DIRECTION:
Each entry below should be reproduced character for character.

[Object position labeling entries]
▼
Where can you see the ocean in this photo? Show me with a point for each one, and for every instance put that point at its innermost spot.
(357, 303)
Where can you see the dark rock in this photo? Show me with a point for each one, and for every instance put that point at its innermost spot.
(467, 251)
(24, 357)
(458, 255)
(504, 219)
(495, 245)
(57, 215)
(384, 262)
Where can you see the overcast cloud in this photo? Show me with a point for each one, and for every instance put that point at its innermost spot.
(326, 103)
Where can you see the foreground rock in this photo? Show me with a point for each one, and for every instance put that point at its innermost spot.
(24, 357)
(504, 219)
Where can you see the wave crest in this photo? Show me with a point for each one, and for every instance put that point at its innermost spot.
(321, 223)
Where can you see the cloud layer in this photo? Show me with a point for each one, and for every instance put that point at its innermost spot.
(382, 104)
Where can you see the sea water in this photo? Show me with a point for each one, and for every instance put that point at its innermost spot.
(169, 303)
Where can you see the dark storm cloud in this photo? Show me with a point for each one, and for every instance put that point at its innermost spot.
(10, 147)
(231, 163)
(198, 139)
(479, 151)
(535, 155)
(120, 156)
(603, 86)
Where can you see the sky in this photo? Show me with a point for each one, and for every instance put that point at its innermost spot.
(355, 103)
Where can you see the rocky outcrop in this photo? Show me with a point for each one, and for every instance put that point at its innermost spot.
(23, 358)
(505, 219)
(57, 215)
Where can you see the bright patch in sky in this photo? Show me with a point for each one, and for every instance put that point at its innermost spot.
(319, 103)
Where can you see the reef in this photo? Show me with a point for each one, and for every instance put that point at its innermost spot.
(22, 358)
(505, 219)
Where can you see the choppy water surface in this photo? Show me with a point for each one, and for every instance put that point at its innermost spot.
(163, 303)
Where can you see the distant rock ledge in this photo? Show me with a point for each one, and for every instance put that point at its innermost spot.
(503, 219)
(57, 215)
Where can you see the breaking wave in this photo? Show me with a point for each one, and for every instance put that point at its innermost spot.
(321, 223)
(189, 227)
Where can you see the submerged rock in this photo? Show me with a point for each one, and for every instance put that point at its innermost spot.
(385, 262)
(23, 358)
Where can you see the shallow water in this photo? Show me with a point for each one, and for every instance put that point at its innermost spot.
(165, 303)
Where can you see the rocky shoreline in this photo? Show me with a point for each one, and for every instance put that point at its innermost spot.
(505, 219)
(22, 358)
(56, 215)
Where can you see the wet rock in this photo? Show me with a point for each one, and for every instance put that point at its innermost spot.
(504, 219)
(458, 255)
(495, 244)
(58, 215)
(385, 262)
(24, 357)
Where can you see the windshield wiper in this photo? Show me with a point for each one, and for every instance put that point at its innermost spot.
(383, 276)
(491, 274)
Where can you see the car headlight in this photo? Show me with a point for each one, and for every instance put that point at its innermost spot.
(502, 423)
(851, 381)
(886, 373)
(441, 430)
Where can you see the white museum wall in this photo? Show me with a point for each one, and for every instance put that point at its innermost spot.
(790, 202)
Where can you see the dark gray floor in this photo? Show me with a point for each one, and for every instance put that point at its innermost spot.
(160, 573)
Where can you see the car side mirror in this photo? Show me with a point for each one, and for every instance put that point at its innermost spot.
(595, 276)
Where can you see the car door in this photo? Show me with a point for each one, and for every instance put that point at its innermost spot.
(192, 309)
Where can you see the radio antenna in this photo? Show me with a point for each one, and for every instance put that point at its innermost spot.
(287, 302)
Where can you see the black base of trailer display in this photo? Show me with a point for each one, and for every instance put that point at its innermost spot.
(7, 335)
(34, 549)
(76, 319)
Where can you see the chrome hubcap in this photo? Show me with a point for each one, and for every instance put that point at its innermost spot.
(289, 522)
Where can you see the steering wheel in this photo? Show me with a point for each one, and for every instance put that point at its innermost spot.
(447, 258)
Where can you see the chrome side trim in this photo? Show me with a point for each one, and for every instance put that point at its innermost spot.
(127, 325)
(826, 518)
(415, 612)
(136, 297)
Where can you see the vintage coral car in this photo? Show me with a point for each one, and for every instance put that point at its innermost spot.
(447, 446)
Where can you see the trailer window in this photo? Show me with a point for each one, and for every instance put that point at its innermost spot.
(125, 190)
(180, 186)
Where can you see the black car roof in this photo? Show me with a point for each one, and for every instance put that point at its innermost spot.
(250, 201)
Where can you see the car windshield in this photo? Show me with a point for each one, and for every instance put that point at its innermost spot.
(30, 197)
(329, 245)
▲
SOLUTION TO THIS EXERCISE:
Where can you see the ocean in this photo? Show me with a point for each one, and for every instance put that point at its innermost spot.
(357, 303)
Where can you see the dark rock in this photo? Show me with a point for each one, and for every instance put that point at its innermost spot.
(467, 251)
(24, 357)
(458, 255)
(504, 219)
(495, 245)
(57, 215)
(384, 262)
Where can you see the overcast cloud in this photo? Show me with a point for each one, and for every instance put that point at its innermost spot.
(326, 103)
Where can you see the foreground rock in this photo? Show me with a point for each one, and for every instance put that point at its innermost spot.
(24, 357)
(504, 219)
Where can you see the wave crest in this photo? Show me with a point for each one, and for every instance put that point at its innermost spot.
(321, 223)
Where can you see the cloud layer in this photo? Show me with a point for each one, and for every instance put that point at its innermost spot.
(382, 104)
Where can you see the sea water in this photo? Show me with a point for each one, and for every instance put that point at its innermost spot.
(169, 303)
Where can you see the dark storm cloud in this photo? Show me with a point for each one, and for every instance put that point at its innermost spot.
(10, 147)
(231, 163)
(198, 139)
(479, 151)
(535, 155)
(120, 156)
(603, 86)
Where can you see the sky in this photo? Show me with a point for each one, and for every instance put that point at its innermost spot.
(355, 103)
Where can you see the rocky outcrop in this photo? Show me with a point for each one, and for every instance put that point at its innermost spot.
(23, 358)
(505, 219)
(57, 215)
Where can you see the bright patch in sky in this photo? Show me with a point for each one, and for every instance put that point at its innermost spot.
(319, 103)
Where can you see the reef in this photo? Show me with a point for each one, and for every instance put that point at its innermost spot.
(22, 358)
(505, 219)
Where can you see the choppy water surface in this photo? Show me with a point for each one, and for every instance put that point at its innermost spot.
(163, 303)
Where can you see the distant rock ledge in this photo? Show me with a point for each one, and for every instance put that point at its innermost spot.
(503, 219)
(57, 215)
Where can you see the breaking wave in this photo? Show me with a point for each one, and for every instance put that point at its innermost spot.
(321, 223)
(189, 227)
Where can you see the submerged rock in this photo? Show me with a point for each one, and for every instance put that point at its innermost spot.
(385, 262)
(23, 358)
Where can you see the shallow water in this photo? Show me with a point for each one, and for every instance put that point at its innermost spot.
(165, 303)
Where can you see the rocky shoreline in this photo? Show me with a point for each one, and for every instance put that point at its innermost spot.
(505, 219)
(22, 358)
(56, 215)
Where can you see the wet rock in this photo? Show me with a point for each one, and for every instance put that point at its innermost spot.
(504, 219)
(458, 255)
(495, 244)
(58, 215)
(385, 262)
(24, 357)
Where can you see the windshield wiper in this photo? Show me with a point for each one, and for every instance put that point at its innermost spot.
(383, 276)
(491, 274)
Where can you see the car headlight in this photo? Show me with a point for each one, and for every instance put that point at its innermost spot.
(502, 423)
(851, 381)
(886, 373)
(441, 430)
Where can you see the white museum wall in this photo? Show me with a point for each one, and for every instance put that point at its innermost spot.
(790, 202)
Where can you see the dark gray floor in this photo? Show me with a point for each one, and for every instance put that point at its innermost spot.
(160, 573)
Where can you see the car side mirror in this photo? Show me with a point for each one, and for every instance put that point at its innermost spot.
(595, 276)
Where can you see the car door in this photo? Show me with a point for each one, and for every instance put that point at its innermost spot.
(192, 309)
Where can you see the radio antenna in this photo? Show me with a point for each one, and for every instance put that point at its innermost spot.
(287, 302)
Where can you see the black base of trailer display in this photo? Show me with a point for each one, and for every instance put that point at its innermost spot.
(7, 335)
(34, 549)
(76, 319)
Where can you see the chrome hubcap in this photo? Show me with a point for each one, and for every instance put that point at its innermost spot.
(289, 522)
Where can you see the steering wheel in this photo? Show me with a point for each one, and for every instance put that point at its innermost spot.
(447, 258)
Where can you see the chrome side trim in this photo? Show me with a point for each one, and for every instance put that point at its innermost spot.
(127, 325)
(826, 518)
(415, 612)
(136, 297)
Where can you see the vintage coral car in this photo? Show me with a point for each one, and for every instance put that point at its innermost spot.
(447, 446)
Where can you see the trailer window in this photo? Show me with a point for each one, and for every instance put that point at its innermost spot.
(125, 190)
(180, 186)
Where can you see the black car roof in this photo? Show me with a point for each one, and for every instance put that point at its innermost spot.
(250, 201)
Where can you see the car windshield in this photo? Show me with a point for each one, and for every instance put that point at its innermost spot.
(30, 197)
(329, 245)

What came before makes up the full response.